> **Extrait du texte**
-------

La discussion sur la misogynie s'était déjà ouverte dans les salles de classe britanniques autour de la culture "incel" dans le sillage de la série "Adolescence". © Netflix
Au Royaume-Uni, l'école veut prendre le contre-pied de la "manosphère". Alors que les discours misogynes se répandent dans les cours d'école à la faveur de porte-voix masculinistes de plus en plus visibles et audibles sur les réseaux sociaux, le gouvernement britannique a annoncé mardi 15 juillet la mise en place d'un programme scolaire obligatoire destiné à prévenir la propagation des discours de haine envers les femmes, mais aussi à accompagner les jeunes dans leur usage des contenus numériques, notamment ceux liés à la pornographie.
Ces enseignements seront obligatoires dans tous les établissements et intégrés au programme d'éducation aux relations, à la sexualité et à la santé (RSHE).
Il y a quelques mois, la discussion s'était ouverte dans les salles de classe autour de la culture "incel" (célibataires involontaires) dans le sillage de la série de tous les records "Adolescence", en tête des nominations pour les Emmy Awards 2025. Mais s'il ne s'agissait à l'époque que d'utiliser un "outil pédagogique", le Royaume-Uni fait aujourd'hui de la lutte contre la misogynie une priorité, pour "défier", selon la secrétaire d'État à l'Éducation, Bridget Phillipson, "les forces maléfiques présentes en ligne".

-------

> **Données brutes**
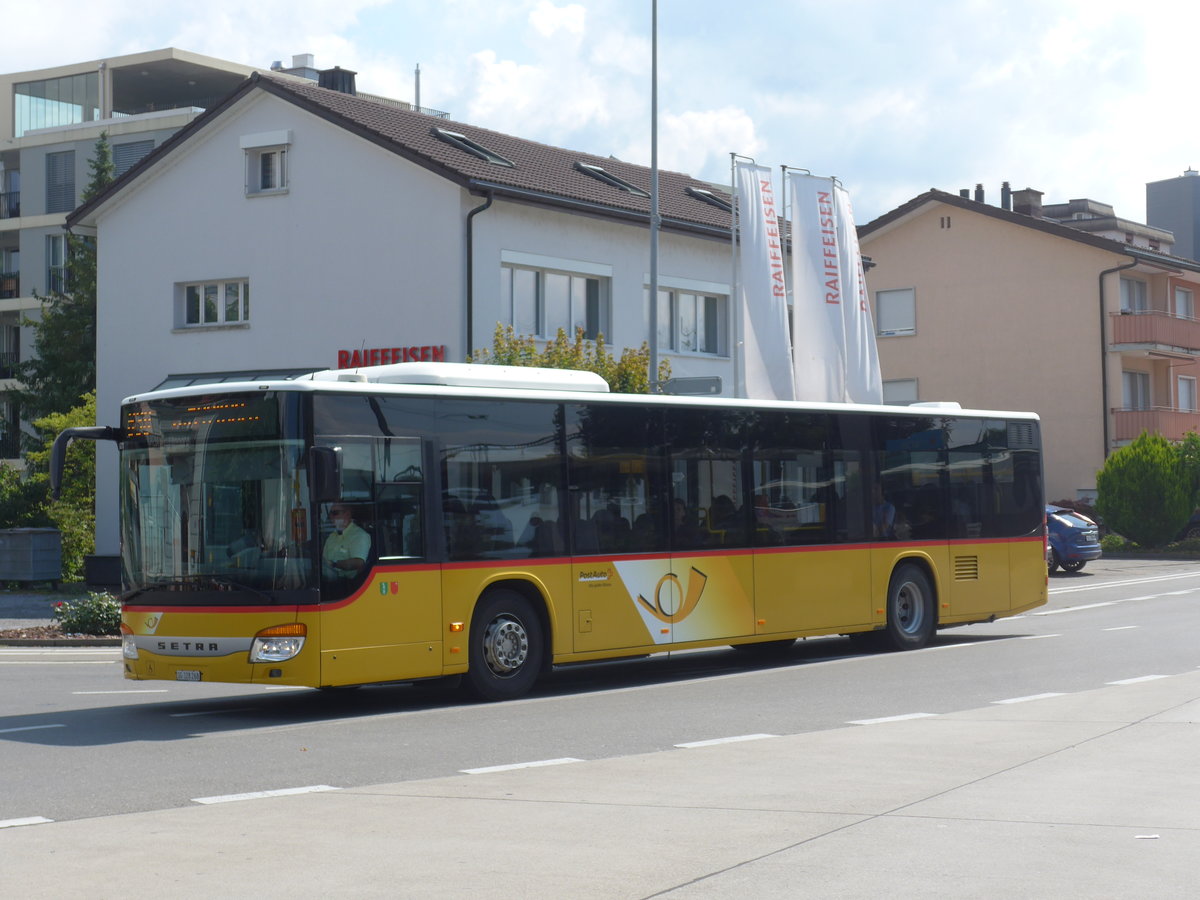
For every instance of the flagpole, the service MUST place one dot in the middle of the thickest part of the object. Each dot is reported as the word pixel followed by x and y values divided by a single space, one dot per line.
pixel 735 279
pixel 654 197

-------

Dites, s'il vous plaît, si chaque affirmation concorde avec l'extrait sur le programme scolaire britannique, en répondant oui ou non et en citant les mots décisifs de l'extrait : (a) les nouveaux enseignements resteront facultatifs selon les établissements ; (b) l'annonce du gouvernement date du mardi 15 juillet ; (c) Bridget Phillipson est secrétaire d'État à la Santé.

(a) Non : « Ces enseignements seront obligatoires dans tous les établissements »
(b) Oui : « le gouvernement britannique a annoncé mardi 15 juillet »
(c) Non : « la secrétaire d'État à l'Éducation, Bridget Phillipson »